» TO DO: Extract exactly the range of lines bounded by the line containing "# test: pointer marks the jar with black" and the final line of the listing, both ends included, and no other lines.

(Stored data)
■ ■ ■ ■ ■ ■ ■

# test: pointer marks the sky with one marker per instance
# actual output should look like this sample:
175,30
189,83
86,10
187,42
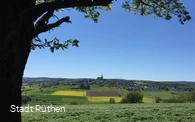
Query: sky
120,45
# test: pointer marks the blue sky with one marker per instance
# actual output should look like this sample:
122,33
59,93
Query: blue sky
120,45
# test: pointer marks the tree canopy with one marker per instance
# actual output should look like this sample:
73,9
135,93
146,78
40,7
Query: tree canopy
46,9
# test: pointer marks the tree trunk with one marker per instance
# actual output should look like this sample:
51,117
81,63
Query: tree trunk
16,30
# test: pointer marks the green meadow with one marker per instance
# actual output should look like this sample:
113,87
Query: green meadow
161,112
45,96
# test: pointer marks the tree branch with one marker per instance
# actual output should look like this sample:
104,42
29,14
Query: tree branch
51,26
44,19
57,4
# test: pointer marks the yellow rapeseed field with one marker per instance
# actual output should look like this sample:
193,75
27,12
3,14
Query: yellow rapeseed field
70,93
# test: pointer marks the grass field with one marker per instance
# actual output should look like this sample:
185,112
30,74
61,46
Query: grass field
161,112
70,93
117,99
103,99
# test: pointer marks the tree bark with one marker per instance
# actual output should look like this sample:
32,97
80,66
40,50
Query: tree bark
16,33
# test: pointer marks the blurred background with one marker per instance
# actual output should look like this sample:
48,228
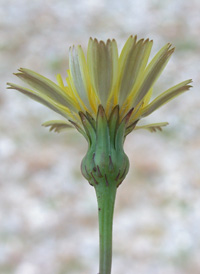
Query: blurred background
48,212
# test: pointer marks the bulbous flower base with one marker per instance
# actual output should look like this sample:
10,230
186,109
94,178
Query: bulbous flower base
105,160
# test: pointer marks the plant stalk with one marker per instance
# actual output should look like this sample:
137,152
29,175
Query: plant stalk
106,194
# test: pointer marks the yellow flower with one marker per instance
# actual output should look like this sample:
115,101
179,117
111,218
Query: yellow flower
107,79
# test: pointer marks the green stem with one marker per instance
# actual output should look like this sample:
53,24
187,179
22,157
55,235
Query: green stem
106,193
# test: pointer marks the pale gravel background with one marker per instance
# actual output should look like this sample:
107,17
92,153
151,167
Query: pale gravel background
48,221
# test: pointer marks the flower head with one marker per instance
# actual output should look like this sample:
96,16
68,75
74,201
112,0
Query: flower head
104,78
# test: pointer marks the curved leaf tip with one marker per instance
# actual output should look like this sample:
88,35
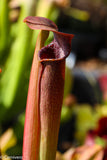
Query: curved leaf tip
60,47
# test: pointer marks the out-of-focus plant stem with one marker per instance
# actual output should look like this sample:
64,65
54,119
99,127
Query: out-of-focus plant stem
4,26
18,58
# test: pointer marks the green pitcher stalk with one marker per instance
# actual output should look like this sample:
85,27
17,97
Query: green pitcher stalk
45,94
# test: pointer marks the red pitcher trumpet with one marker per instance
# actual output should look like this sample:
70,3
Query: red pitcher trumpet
45,94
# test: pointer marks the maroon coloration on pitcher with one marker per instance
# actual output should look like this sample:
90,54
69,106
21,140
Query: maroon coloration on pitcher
45,92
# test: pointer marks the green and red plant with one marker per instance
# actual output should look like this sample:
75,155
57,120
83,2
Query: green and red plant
45,94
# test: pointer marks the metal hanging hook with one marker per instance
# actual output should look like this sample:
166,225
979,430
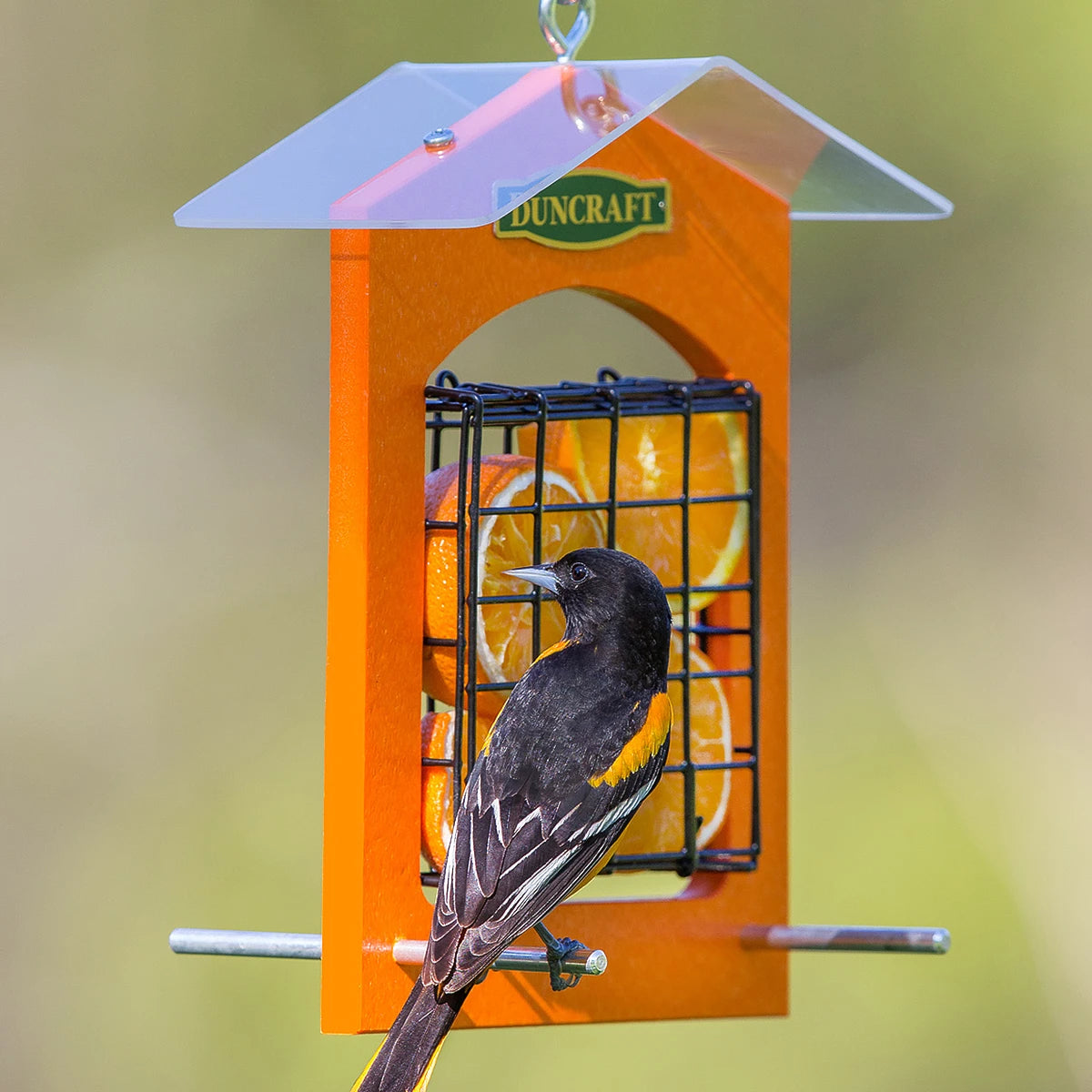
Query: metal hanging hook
566,45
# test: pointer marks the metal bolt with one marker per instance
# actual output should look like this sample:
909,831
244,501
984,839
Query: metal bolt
440,140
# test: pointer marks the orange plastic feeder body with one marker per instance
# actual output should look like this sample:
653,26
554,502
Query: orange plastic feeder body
716,288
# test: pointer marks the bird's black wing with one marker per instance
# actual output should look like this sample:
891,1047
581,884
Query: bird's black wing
519,846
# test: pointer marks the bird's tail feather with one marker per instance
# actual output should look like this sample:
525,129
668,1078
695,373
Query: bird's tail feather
405,1059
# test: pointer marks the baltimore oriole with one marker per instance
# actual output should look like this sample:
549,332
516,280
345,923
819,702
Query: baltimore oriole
580,743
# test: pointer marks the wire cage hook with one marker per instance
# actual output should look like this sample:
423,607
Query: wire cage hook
566,45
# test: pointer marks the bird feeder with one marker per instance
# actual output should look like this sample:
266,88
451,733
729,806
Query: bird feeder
453,192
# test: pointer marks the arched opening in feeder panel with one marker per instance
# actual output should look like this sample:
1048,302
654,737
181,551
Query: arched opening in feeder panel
647,430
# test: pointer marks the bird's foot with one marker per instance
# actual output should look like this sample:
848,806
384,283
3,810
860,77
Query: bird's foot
558,949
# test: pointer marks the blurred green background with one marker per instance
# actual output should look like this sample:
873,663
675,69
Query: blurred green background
163,449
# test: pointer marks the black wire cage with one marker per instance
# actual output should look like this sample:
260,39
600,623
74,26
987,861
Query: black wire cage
467,421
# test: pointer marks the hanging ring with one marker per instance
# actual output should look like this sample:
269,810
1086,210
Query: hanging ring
566,45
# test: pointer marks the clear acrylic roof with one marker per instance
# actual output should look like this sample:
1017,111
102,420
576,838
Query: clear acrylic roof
518,128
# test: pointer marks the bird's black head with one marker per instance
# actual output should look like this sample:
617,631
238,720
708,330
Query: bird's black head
607,595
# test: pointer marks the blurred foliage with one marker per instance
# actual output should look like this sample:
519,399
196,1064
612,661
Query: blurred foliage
162,569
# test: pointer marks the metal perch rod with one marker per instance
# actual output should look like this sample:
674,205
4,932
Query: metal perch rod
410,953
846,938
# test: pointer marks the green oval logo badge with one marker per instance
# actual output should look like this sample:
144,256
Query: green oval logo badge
590,208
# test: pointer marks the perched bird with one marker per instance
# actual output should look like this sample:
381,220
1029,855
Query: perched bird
580,743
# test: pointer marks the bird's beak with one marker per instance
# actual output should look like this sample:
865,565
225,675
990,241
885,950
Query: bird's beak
541,574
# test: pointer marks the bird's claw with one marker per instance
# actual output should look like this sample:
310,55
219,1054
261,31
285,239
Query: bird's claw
556,955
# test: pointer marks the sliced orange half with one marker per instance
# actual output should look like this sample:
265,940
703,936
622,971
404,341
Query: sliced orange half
650,468
659,824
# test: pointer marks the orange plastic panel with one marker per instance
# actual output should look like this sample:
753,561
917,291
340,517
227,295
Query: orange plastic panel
716,288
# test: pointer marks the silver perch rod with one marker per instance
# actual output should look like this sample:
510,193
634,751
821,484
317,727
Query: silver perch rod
408,953
846,938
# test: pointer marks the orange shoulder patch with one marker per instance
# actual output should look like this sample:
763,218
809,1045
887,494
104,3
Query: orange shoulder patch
550,652
645,742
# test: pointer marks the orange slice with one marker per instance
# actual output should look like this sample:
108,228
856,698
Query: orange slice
650,468
437,806
659,824
505,541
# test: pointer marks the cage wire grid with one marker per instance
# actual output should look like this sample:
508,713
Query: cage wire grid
473,410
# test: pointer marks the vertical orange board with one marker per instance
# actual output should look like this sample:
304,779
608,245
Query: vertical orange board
716,288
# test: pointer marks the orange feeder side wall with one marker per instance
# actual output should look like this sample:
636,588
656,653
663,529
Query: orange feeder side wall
716,288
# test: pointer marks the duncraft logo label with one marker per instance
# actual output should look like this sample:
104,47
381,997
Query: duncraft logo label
587,210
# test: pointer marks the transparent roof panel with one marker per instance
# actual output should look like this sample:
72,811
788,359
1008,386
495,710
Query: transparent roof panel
518,128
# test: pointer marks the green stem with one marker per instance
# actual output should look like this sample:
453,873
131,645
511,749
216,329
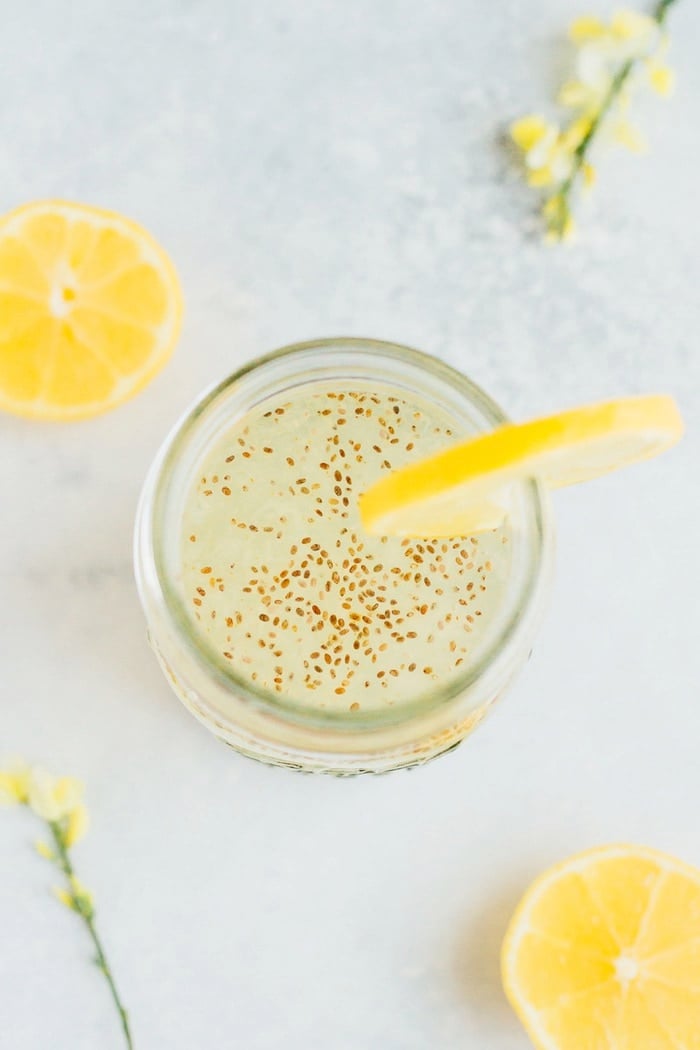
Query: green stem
88,917
580,153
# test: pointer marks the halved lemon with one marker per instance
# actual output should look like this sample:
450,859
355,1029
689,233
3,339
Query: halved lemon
462,489
603,953
89,310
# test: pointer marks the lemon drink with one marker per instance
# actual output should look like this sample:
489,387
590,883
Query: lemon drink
281,581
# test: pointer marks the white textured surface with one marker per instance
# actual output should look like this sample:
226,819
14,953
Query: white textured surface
326,168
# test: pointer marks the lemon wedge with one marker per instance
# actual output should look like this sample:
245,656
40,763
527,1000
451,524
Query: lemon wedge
89,310
463,489
603,951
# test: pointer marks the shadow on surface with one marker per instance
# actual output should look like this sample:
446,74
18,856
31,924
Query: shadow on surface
476,957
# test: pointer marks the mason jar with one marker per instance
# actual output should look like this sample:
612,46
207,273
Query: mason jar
290,731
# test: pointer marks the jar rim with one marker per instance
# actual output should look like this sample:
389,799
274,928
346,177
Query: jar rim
157,587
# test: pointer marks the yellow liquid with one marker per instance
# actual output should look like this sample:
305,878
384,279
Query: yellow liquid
281,580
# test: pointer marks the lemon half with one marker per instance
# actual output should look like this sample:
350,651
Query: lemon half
89,310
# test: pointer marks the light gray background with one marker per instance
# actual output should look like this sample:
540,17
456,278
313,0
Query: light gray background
320,168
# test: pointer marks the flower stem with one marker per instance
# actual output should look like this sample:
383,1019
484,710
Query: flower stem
88,916
580,153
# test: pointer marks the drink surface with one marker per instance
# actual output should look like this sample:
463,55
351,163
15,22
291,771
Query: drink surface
280,580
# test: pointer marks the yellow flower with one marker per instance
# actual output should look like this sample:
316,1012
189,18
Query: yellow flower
14,784
52,798
548,156
632,25
77,825
661,77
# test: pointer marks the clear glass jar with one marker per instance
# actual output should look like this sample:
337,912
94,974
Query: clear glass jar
261,723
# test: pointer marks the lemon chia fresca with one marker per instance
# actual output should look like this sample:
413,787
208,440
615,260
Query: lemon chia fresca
281,580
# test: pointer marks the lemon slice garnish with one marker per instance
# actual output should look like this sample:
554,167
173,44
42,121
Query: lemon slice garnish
89,310
464,488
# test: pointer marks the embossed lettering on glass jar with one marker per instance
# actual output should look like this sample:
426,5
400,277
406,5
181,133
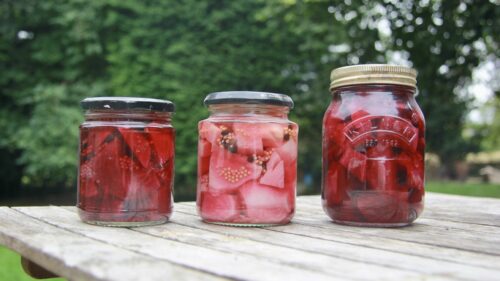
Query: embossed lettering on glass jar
126,161
373,147
247,160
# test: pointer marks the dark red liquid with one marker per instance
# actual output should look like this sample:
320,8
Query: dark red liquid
373,156
125,173
247,172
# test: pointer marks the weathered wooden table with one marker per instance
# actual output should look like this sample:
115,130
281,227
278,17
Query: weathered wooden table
456,238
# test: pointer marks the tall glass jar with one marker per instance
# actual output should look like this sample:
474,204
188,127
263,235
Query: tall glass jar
125,176
247,160
373,147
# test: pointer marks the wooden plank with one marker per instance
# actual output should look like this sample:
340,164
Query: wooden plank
190,230
333,242
461,209
348,251
435,235
79,258
222,263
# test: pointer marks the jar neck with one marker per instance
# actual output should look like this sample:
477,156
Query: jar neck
374,88
128,115
239,110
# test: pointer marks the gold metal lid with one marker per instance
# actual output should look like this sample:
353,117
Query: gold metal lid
373,74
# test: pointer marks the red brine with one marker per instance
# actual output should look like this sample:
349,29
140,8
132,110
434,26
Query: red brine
373,156
126,168
247,172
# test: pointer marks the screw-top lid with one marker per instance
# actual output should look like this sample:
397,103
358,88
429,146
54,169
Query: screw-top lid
373,74
248,97
127,103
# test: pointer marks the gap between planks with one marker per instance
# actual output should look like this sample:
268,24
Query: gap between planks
274,253
338,234
224,241
232,265
55,248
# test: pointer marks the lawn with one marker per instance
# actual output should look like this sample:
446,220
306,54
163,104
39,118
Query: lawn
10,266
467,189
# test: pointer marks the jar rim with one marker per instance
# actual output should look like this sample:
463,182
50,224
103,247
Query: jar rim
373,74
248,97
127,103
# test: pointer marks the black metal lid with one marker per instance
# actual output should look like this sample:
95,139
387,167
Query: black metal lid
248,97
127,103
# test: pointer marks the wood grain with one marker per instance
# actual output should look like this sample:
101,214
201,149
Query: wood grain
456,238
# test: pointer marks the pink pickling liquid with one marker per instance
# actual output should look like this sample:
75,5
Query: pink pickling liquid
247,172
373,156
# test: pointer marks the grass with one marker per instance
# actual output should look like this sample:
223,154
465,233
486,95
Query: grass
467,189
10,267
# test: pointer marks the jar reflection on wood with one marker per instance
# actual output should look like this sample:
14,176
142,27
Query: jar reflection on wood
247,160
126,161
373,147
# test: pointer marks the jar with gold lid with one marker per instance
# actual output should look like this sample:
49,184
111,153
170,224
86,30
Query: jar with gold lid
373,147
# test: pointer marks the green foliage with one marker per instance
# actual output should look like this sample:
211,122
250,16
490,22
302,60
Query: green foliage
11,269
467,189
55,53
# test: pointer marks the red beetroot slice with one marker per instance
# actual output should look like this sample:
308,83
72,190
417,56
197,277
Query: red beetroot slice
266,204
248,138
335,183
229,170
288,152
210,132
354,162
382,174
111,169
272,134
163,142
94,140
218,208
139,145
142,191
204,148
274,176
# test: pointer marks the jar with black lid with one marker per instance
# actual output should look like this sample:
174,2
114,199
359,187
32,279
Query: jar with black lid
247,159
126,161
373,147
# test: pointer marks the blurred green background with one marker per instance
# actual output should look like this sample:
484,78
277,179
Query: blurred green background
55,53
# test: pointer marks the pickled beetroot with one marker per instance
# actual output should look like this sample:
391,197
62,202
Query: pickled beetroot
126,173
247,172
373,156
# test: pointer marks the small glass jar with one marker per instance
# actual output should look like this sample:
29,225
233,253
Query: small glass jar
373,147
247,160
125,176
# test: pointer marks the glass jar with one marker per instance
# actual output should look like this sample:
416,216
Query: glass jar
247,160
373,147
126,161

■ ■ ■ ■ ■ ■ ■

» EXERCISE RESPONSE:
# test: pointer marks the jar with black lid with one marker per instance
# actual output should look like this sample:
174,2
114,199
359,187
32,279
Query: jar with black lid
247,159
126,161
373,147
# test: pointer marks the blurred green background with one marker per instance
# actual output should look like this sample:
484,78
277,179
Query: blurred green background
55,53
# test: pointer marks the pickled beetroot with one marker per instance
# actual output should look like this sample:
391,197
62,202
Query: pickled beetroot
126,173
247,172
373,156
# test: pointer marks the small glass jar with one marker per instance
# actual output should look like this sample:
29,225
233,253
Query: small glass jar
373,147
247,160
125,176
# test: pointer marks the glass jar with one marker per instance
# actual output should look like this sample:
416,216
Query: glass jar
247,160
373,147
126,161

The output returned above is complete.